__Exercise requirements__. Can you copy out all of the entries below, requests included, shifting every x and y coordinate in the answers up by 30 while keeping the coordinates inside the requests unchanged? Leave the pictures out of your reply.
---------- Dataset records
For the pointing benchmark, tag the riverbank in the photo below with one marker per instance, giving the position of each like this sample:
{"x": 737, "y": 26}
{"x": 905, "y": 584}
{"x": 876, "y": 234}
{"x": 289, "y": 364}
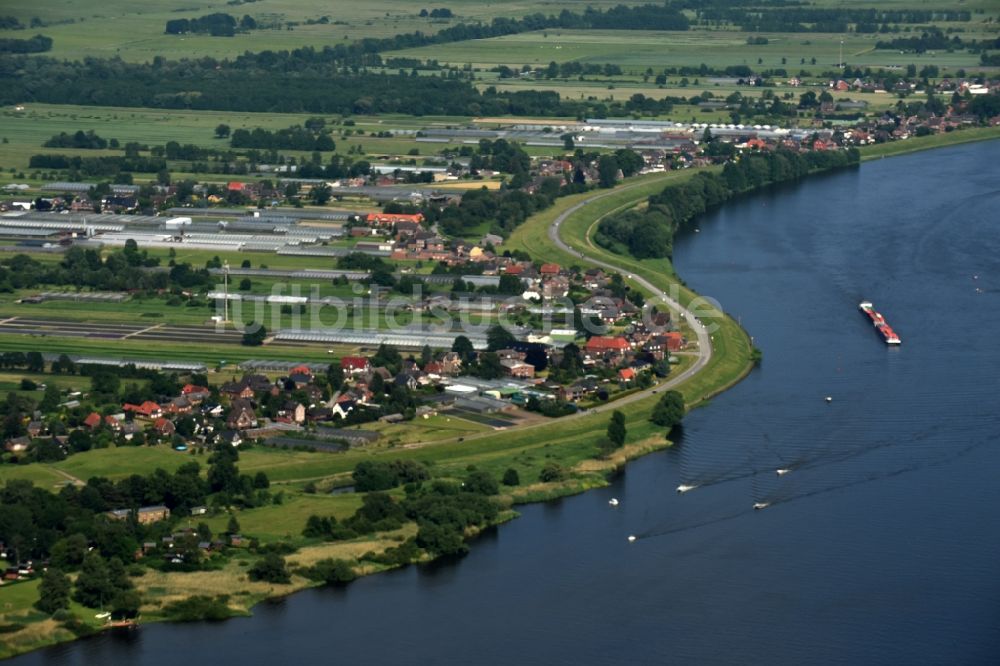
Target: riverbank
{"x": 920, "y": 143}
{"x": 724, "y": 369}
--------------------
__Exercise output__.
For the pointing benchmark, tag the riverbank in the photo below with one marker per instance, giving the position of each like this sample:
{"x": 737, "y": 26}
{"x": 905, "y": 584}
{"x": 876, "y": 234}
{"x": 289, "y": 364}
Target: riverbank
{"x": 950, "y": 173}
{"x": 754, "y": 399}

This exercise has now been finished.